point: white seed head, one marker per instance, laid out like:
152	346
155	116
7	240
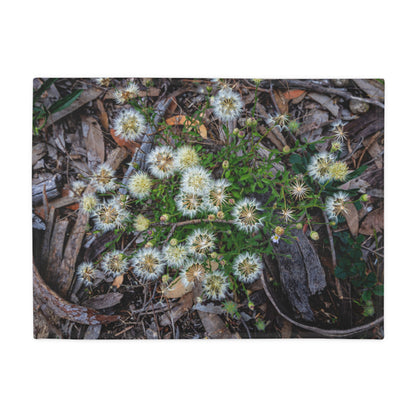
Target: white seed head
148	263
215	285
161	161
129	125
247	216
200	243
227	105
175	256
114	263
247	267
139	185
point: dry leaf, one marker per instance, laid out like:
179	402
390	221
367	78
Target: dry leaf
352	219
103	115
94	141
187	122
373	221
131	146
176	289
118	281
281	101
292	94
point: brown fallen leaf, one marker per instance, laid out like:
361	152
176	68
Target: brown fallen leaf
351	217
182	120
131	146
103	114
118	281
94	141
292	94
281	101
176	289
373	221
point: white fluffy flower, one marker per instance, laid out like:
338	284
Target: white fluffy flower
200	243
114	263
186	157
247	267
189	204
103	178
227	105
148	263
161	162
129	125
175	256
246	215
215	285
109	216
139	185
196	180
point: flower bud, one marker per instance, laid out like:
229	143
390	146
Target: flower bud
314	236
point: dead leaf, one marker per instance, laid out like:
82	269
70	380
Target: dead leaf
176	289
373	221
281	101
187	122
292	94
118	281
131	146
351	217
103	114
94	141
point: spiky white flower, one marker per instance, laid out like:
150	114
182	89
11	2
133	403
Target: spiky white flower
129	124
191	271
298	189
86	273
319	165
103	178
124	95
89	202
217	195
227	105
148	263
186	157
175	256
196	180
161	161
246	215
77	188
109	216
141	223
114	263
215	285
189	204
200	243
247	267
139	185
336	204
338	130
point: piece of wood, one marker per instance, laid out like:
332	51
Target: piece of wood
85	97
55	253
46	297
52	187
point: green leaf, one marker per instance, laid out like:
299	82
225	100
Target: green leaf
65	102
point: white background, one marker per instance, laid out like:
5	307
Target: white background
258	39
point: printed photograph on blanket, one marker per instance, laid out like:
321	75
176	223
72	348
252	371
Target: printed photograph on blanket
169	208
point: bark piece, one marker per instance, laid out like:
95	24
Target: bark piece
301	273
52	188
94	141
48	299
105	301
85	97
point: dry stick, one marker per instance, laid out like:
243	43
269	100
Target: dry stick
328	90
338	333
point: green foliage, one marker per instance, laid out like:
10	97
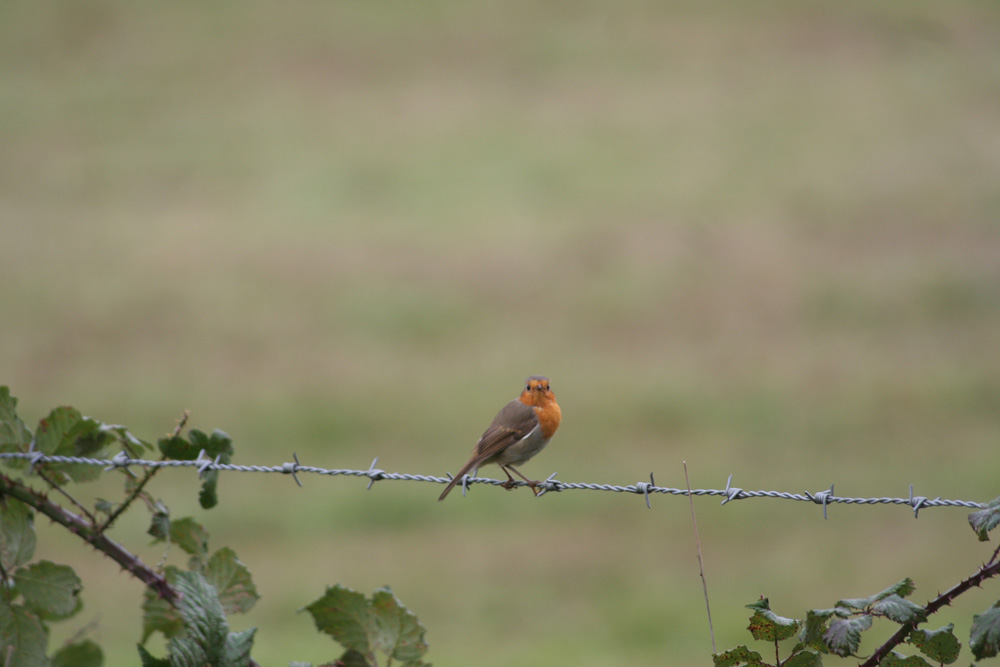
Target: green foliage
216	446
366	626
36	593
838	630
985	636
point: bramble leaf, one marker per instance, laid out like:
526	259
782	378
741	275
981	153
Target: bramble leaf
14	435
984	639
232	580
986	519
158	614
805	658
206	640
22	634
844	634
343	614
741	655
899	610
50	590
17	533
941	645
765	625
815	628
400	635
81	654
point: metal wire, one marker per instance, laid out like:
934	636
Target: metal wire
645	489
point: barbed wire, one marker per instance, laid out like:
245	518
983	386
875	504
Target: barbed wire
203	464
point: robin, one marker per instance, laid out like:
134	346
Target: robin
518	432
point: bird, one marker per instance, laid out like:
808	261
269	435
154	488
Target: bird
519	431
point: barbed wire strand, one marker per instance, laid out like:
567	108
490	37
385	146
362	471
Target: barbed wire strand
204	464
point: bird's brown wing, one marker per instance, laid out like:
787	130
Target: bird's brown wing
511	424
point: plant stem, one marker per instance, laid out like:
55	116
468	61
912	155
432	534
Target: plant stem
88	533
976	579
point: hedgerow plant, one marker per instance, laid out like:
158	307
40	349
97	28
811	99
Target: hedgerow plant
838	630
187	606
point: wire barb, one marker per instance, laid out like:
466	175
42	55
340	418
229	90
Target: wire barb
203	464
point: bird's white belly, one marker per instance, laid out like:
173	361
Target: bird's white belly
523	449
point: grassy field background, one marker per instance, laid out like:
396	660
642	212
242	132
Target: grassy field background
761	238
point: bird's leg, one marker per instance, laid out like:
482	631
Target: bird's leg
509	484
532	483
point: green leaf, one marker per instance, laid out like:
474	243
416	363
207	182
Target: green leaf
22	631
344	615
204	640
232	580
238	646
217	445
765	625
14	435
352	658
986	519
400	634
158	615
49	589
79	654
899	610
740	655
17	533
941	645
804	658
900	589
186	533
149	661
899	660
65	432
984	639
844	634
815	628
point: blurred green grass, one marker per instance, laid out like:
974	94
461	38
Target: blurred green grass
759	238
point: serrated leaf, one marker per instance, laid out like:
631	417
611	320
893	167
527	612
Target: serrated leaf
815	627
902	589
352	658
66	432
204	640
158	615
238	646
899	660
14	435
765	625
344	614
49	589
741	655
984	639
149	661
22	634
986	519
804	658
941	645
80	654
899	610
232	580
844	634
400	633
186	533
17	533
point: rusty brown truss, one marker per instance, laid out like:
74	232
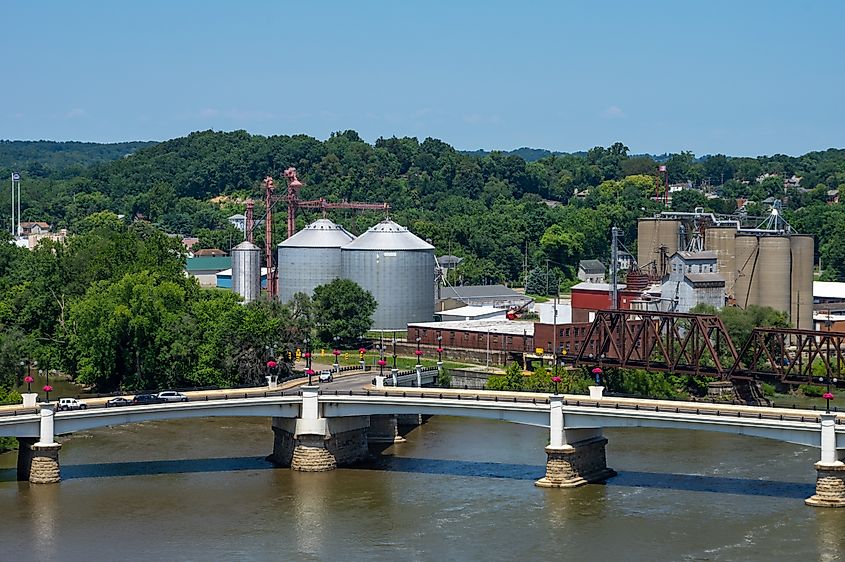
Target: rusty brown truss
699	344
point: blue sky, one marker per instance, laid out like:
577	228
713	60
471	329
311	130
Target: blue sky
737	77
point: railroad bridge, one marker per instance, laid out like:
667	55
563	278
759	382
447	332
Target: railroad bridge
699	344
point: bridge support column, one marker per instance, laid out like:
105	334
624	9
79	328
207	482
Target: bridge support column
384	428
315	444
44	466
574	457
830	470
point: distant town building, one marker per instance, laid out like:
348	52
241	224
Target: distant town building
210	253
37	227
238	221
206	268
480	295
693	279
591	271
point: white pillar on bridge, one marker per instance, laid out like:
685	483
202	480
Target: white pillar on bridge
44	467
556	421
47	434
830	470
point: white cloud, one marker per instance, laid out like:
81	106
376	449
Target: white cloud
613	112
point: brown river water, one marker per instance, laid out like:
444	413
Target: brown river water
458	489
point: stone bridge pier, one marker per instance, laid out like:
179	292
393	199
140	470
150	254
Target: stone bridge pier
38	461
830	470
574	456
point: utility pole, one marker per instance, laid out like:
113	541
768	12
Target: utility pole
614	259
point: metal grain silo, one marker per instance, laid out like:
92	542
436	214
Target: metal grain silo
774	279
801	290
310	258
722	241
746	269
654	237
246	271
397	267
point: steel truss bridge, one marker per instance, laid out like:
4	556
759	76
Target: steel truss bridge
699	344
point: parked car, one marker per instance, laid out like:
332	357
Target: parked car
118	401
147	399
71	404
172	396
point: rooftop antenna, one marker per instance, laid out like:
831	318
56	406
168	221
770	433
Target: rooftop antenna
16	184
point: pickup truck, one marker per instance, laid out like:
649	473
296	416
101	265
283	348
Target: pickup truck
71	404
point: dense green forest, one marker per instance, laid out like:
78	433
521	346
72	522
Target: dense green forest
491	209
111	306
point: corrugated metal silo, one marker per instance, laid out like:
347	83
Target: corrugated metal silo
773	279
246	271
746	270
722	240
654	233
311	258
802	281
397	267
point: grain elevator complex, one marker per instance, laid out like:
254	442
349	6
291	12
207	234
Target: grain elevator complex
706	259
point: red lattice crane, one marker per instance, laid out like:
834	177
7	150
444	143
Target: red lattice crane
294	203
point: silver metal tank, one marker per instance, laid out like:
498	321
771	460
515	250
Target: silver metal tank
801	290
746	269
397	267
722	240
246	271
654	234
774	278
310	258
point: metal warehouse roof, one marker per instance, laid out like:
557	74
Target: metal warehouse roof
387	235
321	233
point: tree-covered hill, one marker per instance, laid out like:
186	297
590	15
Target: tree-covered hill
497	210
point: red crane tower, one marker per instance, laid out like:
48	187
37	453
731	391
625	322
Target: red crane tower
294	203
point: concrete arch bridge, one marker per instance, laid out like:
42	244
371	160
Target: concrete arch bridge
318	432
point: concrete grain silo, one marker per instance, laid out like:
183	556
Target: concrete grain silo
772	279
397	267
746	262
311	258
802	249
246	271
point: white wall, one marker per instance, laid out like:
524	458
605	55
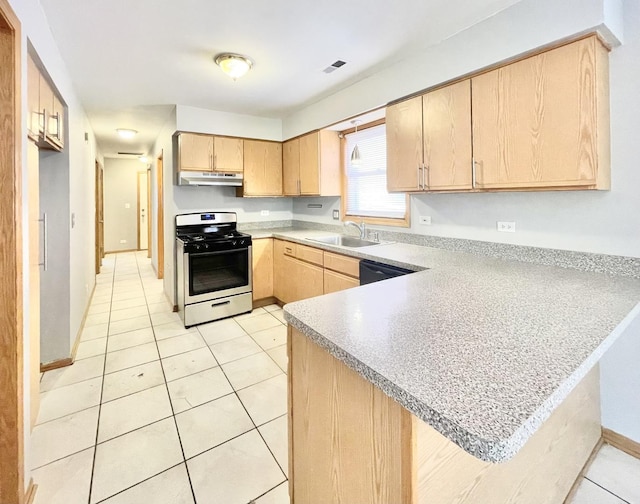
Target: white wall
591	221
121	203
620	384
81	189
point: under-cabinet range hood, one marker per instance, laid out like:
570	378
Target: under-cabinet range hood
209	178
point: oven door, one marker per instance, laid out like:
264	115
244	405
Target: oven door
212	275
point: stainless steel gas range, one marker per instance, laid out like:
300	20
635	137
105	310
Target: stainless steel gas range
213	267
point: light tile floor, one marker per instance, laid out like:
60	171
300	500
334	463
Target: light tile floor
152	412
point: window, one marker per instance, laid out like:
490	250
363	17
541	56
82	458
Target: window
366	182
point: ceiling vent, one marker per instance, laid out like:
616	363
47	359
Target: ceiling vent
334	66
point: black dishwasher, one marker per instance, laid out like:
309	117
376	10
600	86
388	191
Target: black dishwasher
371	271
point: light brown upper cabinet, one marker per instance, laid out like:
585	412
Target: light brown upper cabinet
429	141
228	154
198	152
311	165
543	122
46	112
539	123
262	169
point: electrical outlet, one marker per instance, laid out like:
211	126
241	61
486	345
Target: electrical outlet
506	226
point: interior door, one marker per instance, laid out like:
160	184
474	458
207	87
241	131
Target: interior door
99	216
143	211
35	228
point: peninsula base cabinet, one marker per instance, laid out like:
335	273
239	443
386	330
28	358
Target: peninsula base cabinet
365	447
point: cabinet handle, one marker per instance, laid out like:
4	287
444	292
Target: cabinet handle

◇ ◇ ◇ ◇

Given instruction: Starting at the line that contains "point: light brown", copy each line exactly through the end of the listing above. Include that first line and the last one, and add nothing.

Result for this exercise:
point: light brown upper cabinet, one marker per instance, laid out like:
585	412
Target: light brown upper cabinet
429	141
228	154
198	152
311	165
543	122
46	112
539	123
262	169
point: electrical outlet, one marker per instance, laid out like:
211	126
241	61
486	345
Target: electrical outlet
506	226
point: interior door, one marker per instance, laid out like:
160	184
474	458
207	87
241	131
Target: interior door
99	216
143	211
35	228
point: peninsula base cabinet, one marker per instance, laid out like:
335	273
239	443
386	330
28	358
Target: peninsula base cabinet
365	447
point: cabinet handle, one marker per instance, laid out like:
4	287
444	292
Target: cabinet handle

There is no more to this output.